● **Problem statement**: Transcribe each line of the material as it is, and drop any picture.

(Data listing)

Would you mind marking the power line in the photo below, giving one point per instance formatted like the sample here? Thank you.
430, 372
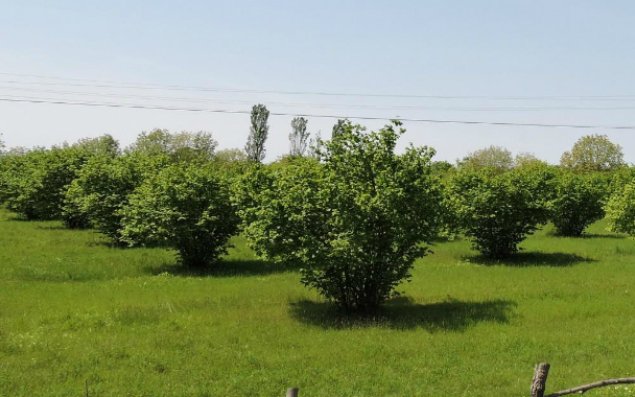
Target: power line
413, 120
75, 82
319, 105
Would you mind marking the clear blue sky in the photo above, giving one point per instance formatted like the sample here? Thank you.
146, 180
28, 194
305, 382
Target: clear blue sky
482, 48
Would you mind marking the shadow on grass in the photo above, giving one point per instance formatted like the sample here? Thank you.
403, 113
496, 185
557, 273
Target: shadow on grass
528, 259
402, 313
585, 235
228, 268
602, 235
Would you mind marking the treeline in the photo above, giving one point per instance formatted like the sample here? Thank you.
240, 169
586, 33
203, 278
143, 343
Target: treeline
353, 212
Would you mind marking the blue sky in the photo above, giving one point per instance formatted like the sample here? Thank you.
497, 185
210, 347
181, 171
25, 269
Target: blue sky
485, 49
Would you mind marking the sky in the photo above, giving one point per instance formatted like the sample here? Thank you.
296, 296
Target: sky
513, 61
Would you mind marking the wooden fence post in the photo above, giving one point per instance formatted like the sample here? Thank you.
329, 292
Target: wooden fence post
538, 384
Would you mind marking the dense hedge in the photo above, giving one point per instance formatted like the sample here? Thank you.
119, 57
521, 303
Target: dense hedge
355, 215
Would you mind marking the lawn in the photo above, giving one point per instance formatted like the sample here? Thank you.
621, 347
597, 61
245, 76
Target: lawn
79, 317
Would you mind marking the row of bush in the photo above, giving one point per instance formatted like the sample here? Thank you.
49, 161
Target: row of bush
355, 215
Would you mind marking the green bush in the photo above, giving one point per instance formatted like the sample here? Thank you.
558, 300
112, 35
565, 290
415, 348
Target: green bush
102, 187
35, 182
356, 221
497, 211
185, 207
620, 210
35, 189
578, 202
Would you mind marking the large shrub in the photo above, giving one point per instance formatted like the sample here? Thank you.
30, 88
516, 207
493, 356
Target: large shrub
498, 211
102, 187
35, 187
578, 202
185, 207
593, 153
35, 181
356, 221
620, 210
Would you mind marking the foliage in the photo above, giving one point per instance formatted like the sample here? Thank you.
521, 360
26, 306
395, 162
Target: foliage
578, 202
298, 137
74, 310
179, 147
340, 126
593, 153
494, 157
620, 210
230, 155
528, 160
186, 207
255, 147
498, 211
356, 221
102, 186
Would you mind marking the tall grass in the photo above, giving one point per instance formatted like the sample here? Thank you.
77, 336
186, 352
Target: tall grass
77, 314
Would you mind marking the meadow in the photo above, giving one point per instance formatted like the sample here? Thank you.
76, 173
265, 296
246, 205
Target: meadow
79, 317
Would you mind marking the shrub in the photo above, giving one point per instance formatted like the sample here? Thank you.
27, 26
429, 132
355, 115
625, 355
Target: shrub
102, 187
356, 221
35, 181
498, 211
593, 153
620, 210
578, 202
186, 207
35, 187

(End Data listing)

● **Exercise output**:
Would you mind marking the power line in the photo below, giving one point per instance formatted like the sample here? Thank you.
430, 372
Target: power line
413, 120
75, 82
319, 105
Would you mind marking the clear blue sky in the photo above, giving one point per instance formatted like the sample here? Thank you.
146, 180
28, 194
305, 382
Target: clear blue sky
482, 48
Would you mind marking the shadow on grass in the photo above, giving one point per instance formatted like the sample here? Thank you.
403, 113
496, 185
557, 273
Target: shadow on grass
528, 259
402, 313
585, 235
228, 268
602, 235
Would you mind marking the treeline in the photo above, giving one point per instance formatted like the sample here? Thank you.
240, 169
586, 33
203, 278
143, 343
Target: treeline
353, 212
Would you mind marking the blue sky in the photo above, giving one point per instance formatted like the sample here? Thank you.
497, 185
210, 347
181, 171
25, 269
Target: blue sky
485, 49
Would you mind marking the sky in the photo above, giving one point per instance formatted like the sample here? Thank you.
296, 296
Target: sky
513, 61
Would you mind marking the wooden fence post in the photo above, giving one point per instance formatted like the sample here? Thank you.
329, 292
Target: wooden fence post
538, 384
Would you mind marking the dense hedge in the photo above, giving one point per instance formatted like the sample here? Thank you.
119, 57
521, 303
Target: dense hedge
355, 215
Would you mind marking the lawn in the photo above, giving one point per instance formatted like the sample here? Thank you.
621, 347
597, 61
245, 76
Target: lawn
79, 317
Would you mind marking the row of bush in the photo above, giving one point per instance formatted like the sample here? Thank you.
49, 161
Target: row of bush
355, 215
Would you mind marking the green bush in the photo above, giving one point per instance formatted like the sample here? Thank you.
558, 300
112, 35
565, 290
415, 348
Target: green bush
102, 187
35, 182
356, 221
497, 211
185, 207
620, 210
35, 189
578, 202
Would you mind marking the large shrub in the photo above, giving one point per instance formatted like the sample here? Thank you.
30, 88
516, 207
493, 356
Target: large shrub
498, 211
102, 187
35, 187
578, 202
185, 207
593, 153
35, 181
356, 221
620, 210
Would you mind marking the foliage in the photo above, giving one point per instance formatted like the sample here? Thank you.
521, 360
26, 306
395, 162
Target: foliage
578, 202
298, 137
74, 310
179, 147
340, 126
593, 153
494, 157
620, 210
230, 155
528, 160
186, 207
255, 147
498, 211
356, 221
102, 186
Would you mind marking the tall grass in the photo above, giving one point per instance formatted like the sample here? Thank you.
77, 336
186, 352
Target: tall grass
77, 314
Would you mind marking the meadow in the photo above, giving one point per instance formatted like the sample here? Thank you.
76, 173
265, 296
246, 205
Target: meadow
79, 317
Would you mind marking the shrub in the photo above, giving one point per instance formatted like the sample here? Thank you.
27, 26
429, 132
355, 115
625, 355
Target: shrub
102, 187
356, 221
35, 181
498, 211
593, 153
620, 210
578, 202
186, 207
35, 187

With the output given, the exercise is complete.